• SET EXERCISE: Count the lines in the material below that contain the string "road", treating uppercase and lowercase as distinct, and reply with the number alone.

++++ DATA SHOWN ++++

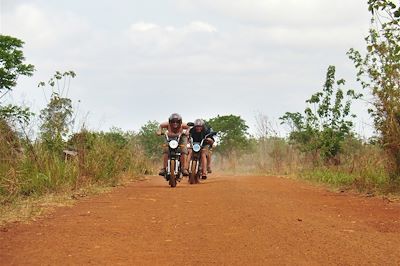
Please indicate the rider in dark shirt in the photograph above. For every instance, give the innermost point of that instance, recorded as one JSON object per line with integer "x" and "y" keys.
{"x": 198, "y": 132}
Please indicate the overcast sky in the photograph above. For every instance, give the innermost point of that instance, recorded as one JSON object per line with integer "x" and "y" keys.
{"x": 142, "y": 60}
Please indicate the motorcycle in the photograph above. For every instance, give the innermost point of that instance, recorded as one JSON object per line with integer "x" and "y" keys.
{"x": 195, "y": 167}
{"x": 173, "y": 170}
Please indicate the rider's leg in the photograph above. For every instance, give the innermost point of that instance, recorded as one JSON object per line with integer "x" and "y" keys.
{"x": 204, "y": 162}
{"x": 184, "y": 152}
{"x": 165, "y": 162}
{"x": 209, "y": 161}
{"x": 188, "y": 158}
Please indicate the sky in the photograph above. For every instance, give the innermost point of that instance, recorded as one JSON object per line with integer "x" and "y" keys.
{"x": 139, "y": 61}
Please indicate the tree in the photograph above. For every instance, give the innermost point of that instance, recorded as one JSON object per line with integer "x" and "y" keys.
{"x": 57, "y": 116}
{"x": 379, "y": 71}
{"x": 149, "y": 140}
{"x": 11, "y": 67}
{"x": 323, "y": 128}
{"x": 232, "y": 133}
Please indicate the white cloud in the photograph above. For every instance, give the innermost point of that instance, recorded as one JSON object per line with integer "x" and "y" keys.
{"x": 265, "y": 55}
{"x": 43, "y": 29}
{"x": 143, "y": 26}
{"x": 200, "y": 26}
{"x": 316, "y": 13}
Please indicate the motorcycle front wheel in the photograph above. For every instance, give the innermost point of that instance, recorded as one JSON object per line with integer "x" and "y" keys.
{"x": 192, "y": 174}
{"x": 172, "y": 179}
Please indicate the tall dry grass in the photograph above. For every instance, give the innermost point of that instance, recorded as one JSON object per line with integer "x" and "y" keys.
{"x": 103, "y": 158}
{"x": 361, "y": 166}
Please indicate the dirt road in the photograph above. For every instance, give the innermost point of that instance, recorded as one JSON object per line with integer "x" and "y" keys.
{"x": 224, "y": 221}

++++
++++ DATA SHOWN ++++

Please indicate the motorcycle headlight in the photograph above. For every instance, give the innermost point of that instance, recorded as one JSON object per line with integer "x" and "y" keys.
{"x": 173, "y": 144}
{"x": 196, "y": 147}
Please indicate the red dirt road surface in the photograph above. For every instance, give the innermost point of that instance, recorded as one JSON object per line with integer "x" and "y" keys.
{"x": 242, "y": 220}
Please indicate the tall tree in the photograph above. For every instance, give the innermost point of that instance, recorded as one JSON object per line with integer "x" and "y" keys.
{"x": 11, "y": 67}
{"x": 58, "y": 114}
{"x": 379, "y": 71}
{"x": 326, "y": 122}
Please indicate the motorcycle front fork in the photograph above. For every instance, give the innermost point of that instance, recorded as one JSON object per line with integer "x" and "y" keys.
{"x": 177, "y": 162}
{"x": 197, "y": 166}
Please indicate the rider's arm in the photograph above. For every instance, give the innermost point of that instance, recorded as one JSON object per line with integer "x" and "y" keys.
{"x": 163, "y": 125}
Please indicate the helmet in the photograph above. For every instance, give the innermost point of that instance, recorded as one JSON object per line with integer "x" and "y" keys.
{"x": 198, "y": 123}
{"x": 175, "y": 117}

++++
++++ DATA SHOWN ++++

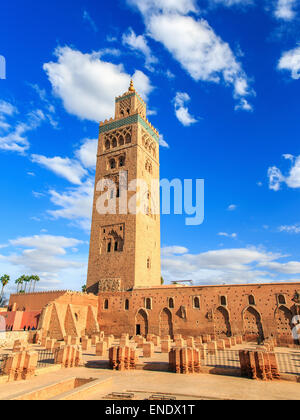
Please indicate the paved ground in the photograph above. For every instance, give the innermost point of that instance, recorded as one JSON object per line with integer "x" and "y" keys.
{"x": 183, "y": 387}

++++

• SOLUTION TO THE EXERCISE: 2